**What you are asked to do:** Could you return the lines below exactly, from the first line up to and including the line that holds "point: glass bottle"?

(Records excerpted from a collection)
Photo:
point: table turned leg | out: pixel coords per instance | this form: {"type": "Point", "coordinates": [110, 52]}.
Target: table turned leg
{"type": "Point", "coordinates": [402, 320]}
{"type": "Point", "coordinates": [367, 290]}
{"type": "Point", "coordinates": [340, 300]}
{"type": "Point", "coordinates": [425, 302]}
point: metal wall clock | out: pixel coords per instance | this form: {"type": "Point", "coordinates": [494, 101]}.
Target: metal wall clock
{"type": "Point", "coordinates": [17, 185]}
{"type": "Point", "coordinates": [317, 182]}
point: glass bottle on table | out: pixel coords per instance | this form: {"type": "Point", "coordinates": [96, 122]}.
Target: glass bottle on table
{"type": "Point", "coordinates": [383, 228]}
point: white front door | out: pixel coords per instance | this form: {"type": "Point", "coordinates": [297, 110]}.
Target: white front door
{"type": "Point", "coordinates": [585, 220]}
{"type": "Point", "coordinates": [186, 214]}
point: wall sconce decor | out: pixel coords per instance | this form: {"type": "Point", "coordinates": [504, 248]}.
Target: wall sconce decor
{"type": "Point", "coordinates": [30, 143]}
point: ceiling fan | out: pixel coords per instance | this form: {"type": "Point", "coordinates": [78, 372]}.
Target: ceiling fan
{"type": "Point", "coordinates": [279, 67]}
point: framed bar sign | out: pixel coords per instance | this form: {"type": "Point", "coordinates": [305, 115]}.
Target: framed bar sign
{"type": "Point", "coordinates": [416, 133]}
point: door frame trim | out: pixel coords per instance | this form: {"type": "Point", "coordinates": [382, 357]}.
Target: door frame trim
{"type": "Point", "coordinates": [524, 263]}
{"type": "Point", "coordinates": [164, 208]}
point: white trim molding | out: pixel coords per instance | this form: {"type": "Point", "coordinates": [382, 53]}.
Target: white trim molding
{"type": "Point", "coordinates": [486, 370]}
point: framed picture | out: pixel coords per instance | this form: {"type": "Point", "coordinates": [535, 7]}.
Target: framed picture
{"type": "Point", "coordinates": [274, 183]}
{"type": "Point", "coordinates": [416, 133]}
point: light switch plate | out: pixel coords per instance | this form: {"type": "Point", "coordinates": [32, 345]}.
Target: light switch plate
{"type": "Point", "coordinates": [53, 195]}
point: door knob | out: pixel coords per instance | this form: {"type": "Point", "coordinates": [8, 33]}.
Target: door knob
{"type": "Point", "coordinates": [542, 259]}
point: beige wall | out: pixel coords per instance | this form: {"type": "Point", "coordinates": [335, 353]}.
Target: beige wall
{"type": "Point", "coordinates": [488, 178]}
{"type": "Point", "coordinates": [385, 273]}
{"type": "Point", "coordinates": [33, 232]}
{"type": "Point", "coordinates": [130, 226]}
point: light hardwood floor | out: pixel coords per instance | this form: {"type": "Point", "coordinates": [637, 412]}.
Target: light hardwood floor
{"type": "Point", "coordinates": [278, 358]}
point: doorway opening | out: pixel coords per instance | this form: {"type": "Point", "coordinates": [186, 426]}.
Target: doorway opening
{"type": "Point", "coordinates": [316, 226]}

**Written response:**
Photo:
point: table turned leg | out: pixel coords per instance | this form: {"type": "Point", "coordinates": [110, 52]}.
Target: table turned leg
{"type": "Point", "coordinates": [402, 320]}
{"type": "Point", "coordinates": [367, 290]}
{"type": "Point", "coordinates": [340, 300]}
{"type": "Point", "coordinates": [425, 302]}
point: metal wall clock | out: pixel coords per instance | this form: {"type": "Point", "coordinates": [494, 101]}.
Target: metal wall clock
{"type": "Point", "coordinates": [17, 185]}
{"type": "Point", "coordinates": [317, 182]}
point: glass bottle on table | out: pixel coords per instance | this form: {"type": "Point", "coordinates": [96, 122]}.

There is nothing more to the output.